**INFORMACIÓN PROPORCIONADA:**
★ ★ ★ ★

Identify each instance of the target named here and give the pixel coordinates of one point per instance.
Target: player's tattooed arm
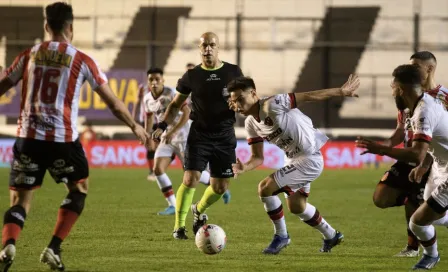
(415, 154)
(121, 112)
(5, 85)
(396, 138)
(170, 114)
(348, 89)
(256, 159)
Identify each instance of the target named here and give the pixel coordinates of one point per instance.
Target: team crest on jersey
(268, 121)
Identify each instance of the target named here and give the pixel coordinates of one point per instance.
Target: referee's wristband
(162, 125)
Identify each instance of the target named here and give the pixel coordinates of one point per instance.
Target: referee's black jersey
(209, 96)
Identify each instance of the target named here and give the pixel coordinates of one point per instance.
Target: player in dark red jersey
(52, 74)
(395, 189)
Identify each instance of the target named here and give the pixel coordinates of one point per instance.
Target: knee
(219, 187)
(381, 202)
(158, 170)
(265, 187)
(191, 179)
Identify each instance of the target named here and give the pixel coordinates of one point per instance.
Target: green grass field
(120, 230)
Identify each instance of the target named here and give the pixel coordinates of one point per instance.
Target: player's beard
(399, 101)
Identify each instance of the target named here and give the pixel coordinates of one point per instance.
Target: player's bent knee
(219, 186)
(191, 178)
(267, 187)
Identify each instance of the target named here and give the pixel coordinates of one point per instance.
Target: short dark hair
(424, 55)
(240, 83)
(407, 74)
(58, 15)
(154, 70)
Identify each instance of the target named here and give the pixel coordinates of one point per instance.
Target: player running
(52, 74)
(277, 120)
(428, 120)
(395, 189)
(173, 140)
(212, 136)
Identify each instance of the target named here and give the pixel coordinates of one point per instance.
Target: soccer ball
(211, 239)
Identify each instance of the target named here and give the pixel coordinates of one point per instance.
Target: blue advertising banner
(124, 83)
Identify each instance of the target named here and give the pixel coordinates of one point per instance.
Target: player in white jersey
(277, 120)
(52, 74)
(429, 123)
(173, 140)
(138, 113)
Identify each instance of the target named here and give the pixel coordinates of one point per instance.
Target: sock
(71, 208)
(13, 222)
(151, 165)
(184, 198)
(205, 178)
(412, 240)
(208, 198)
(312, 217)
(442, 221)
(273, 206)
(166, 187)
(427, 237)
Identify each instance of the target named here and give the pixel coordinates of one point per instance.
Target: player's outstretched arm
(256, 159)
(121, 112)
(5, 85)
(396, 138)
(416, 153)
(348, 89)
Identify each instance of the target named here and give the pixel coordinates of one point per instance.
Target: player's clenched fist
(157, 134)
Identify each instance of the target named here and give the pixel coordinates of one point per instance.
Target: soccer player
(173, 140)
(138, 113)
(277, 120)
(395, 189)
(212, 136)
(428, 120)
(52, 74)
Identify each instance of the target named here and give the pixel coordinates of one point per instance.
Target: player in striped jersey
(394, 188)
(52, 74)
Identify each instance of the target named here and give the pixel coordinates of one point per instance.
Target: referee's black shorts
(215, 148)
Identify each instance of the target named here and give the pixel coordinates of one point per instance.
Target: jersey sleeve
(183, 84)
(93, 73)
(15, 72)
(252, 136)
(239, 72)
(401, 120)
(424, 124)
(281, 103)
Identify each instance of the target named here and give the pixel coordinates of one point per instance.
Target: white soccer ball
(211, 239)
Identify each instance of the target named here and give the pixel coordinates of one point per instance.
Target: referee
(212, 136)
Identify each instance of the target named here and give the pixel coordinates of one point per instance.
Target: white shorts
(298, 174)
(167, 150)
(437, 188)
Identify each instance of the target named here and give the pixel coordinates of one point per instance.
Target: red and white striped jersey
(52, 74)
(403, 119)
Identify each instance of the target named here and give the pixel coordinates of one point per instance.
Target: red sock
(151, 165)
(10, 233)
(65, 222)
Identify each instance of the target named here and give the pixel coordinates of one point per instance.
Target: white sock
(442, 221)
(166, 187)
(312, 217)
(205, 178)
(273, 206)
(427, 237)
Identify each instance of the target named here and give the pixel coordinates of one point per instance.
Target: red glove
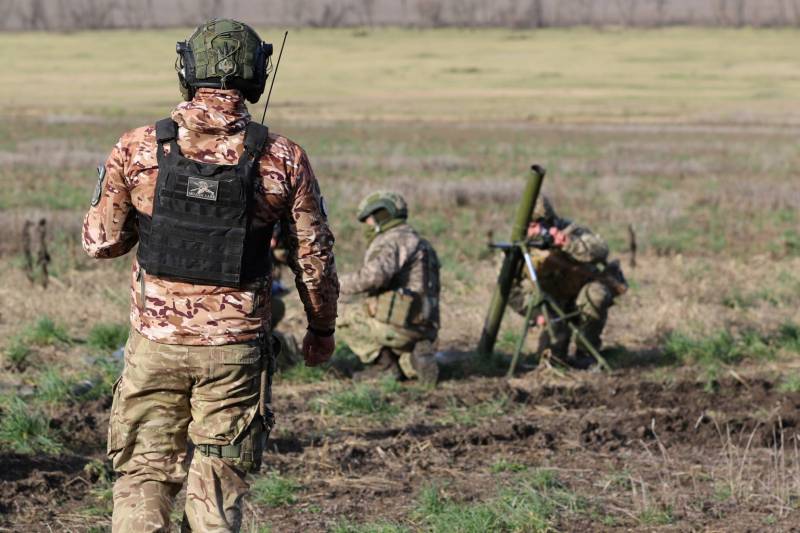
(316, 349)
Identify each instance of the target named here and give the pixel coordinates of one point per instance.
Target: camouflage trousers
(166, 395)
(366, 336)
(592, 305)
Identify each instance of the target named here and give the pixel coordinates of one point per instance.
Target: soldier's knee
(595, 299)
(278, 310)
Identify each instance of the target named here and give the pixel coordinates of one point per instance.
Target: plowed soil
(718, 458)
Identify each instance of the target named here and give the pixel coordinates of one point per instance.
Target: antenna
(272, 84)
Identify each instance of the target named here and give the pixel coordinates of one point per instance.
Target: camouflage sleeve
(109, 228)
(381, 264)
(585, 246)
(312, 246)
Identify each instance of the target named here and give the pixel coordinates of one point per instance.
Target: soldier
(200, 193)
(575, 273)
(289, 354)
(398, 325)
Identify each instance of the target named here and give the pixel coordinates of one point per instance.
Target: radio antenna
(275, 75)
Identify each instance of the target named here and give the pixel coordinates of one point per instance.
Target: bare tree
(136, 13)
(465, 12)
(333, 15)
(33, 15)
(366, 10)
(587, 8)
(731, 12)
(536, 14)
(794, 8)
(627, 11)
(431, 12)
(661, 12)
(91, 14)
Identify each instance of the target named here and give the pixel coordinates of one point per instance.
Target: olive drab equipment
(223, 54)
(405, 308)
(392, 202)
(202, 230)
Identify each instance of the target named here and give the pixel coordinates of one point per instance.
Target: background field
(688, 135)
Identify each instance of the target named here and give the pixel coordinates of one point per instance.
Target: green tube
(511, 264)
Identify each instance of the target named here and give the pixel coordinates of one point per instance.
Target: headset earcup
(186, 90)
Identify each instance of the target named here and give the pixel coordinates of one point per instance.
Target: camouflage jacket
(211, 130)
(398, 258)
(584, 248)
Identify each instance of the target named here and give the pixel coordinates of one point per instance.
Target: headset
(252, 89)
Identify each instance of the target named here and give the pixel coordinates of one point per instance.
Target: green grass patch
(52, 387)
(790, 383)
(726, 349)
(360, 400)
(274, 490)
(25, 429)
(17, 352)
(106, 337)
(43, 332)
(529, 504)
(471, 415)
(372, 527)
(301, 373)
(656, 516)
(504, 465)
(46, 332)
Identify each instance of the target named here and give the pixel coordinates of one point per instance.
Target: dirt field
(694, 430)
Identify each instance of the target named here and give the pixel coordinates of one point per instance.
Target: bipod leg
(591, 349)
(578, 335)
(521, 342)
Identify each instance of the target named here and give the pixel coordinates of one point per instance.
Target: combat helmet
(223, 54)
(392, 202)
(544, 209)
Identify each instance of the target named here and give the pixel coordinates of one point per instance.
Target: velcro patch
(98, 188)
(202, 188)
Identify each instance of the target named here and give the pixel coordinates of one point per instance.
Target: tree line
(100, 14)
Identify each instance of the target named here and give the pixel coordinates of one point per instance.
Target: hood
(213, 112)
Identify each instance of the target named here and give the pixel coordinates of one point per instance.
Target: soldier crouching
(576, 274)
(395, 330)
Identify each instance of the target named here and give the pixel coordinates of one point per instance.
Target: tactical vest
(202, 229)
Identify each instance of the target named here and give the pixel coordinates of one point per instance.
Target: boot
(423, 359)
(385, 364)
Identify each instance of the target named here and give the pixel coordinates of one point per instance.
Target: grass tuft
(360, 400)
(107, 337)
(529, 505)
(45, 332)
(275, 490)
(371, 527)
(17, 352)
(790, 383)
(503, 465)
(24, 429)
(52, 388)
(300, 373)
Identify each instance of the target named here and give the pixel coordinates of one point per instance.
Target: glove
(316, 349)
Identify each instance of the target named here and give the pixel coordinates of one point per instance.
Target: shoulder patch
(98, 188)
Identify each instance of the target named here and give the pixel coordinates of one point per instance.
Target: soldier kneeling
(576, 275)
(397, 327)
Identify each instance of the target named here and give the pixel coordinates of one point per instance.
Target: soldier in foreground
(397, 328)
(200, 193)
(574, 272)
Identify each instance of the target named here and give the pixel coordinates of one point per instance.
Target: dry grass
(579, 74)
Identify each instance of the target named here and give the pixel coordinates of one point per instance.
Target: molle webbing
(202, 230)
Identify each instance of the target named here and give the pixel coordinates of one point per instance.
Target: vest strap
(166, 130)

★ ★ ★ ★

**PROBLEMA:** Cuenta las líneas del material que contienen la palabra "field" y responde únicamente con el número.

**RESPUESTA:** 3